■ **What you have to do**:
This exercise needs all of the entries set down again, exactly as they read.

--

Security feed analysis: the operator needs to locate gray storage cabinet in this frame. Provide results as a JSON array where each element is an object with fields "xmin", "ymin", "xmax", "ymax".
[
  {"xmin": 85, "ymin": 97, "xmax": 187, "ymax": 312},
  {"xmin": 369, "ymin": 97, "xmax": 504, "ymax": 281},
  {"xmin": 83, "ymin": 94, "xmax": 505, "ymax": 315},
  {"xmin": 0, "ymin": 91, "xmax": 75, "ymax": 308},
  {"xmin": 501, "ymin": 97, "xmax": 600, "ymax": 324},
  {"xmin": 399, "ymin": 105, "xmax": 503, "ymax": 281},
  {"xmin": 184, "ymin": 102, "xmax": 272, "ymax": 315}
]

--

■ **Finished exercise**:
Security feed analysis: the operator needs to locate gray storage cabinet in this frame. Provide results as a JSON array where each element is an object with fields "xmin", "ymin", "xmax", "ymax".
[
  {"xmin": 85, "ymin": 97, "xmax": 187, "ymax": 312},
  {"xmin": 369, "ymin": 97, "xmax": 504, "ymax": 281},
  {"xmin": 83, "ymin": 94, "xmax": 505, "ymax": 315},
  {"xmin": 0, "ymin": 91, "xmax": 75, "ymax": 308},
  {"xmin": 501, "ymin": 97, "xmax": 600, "ymax": 324},
  {"xmin": 399, "ymin": 105, "xmax": 503, "ymax": 281},
  {"xmin": 184, "ymin": 102, "xmax": 272, "ymax": 315}
]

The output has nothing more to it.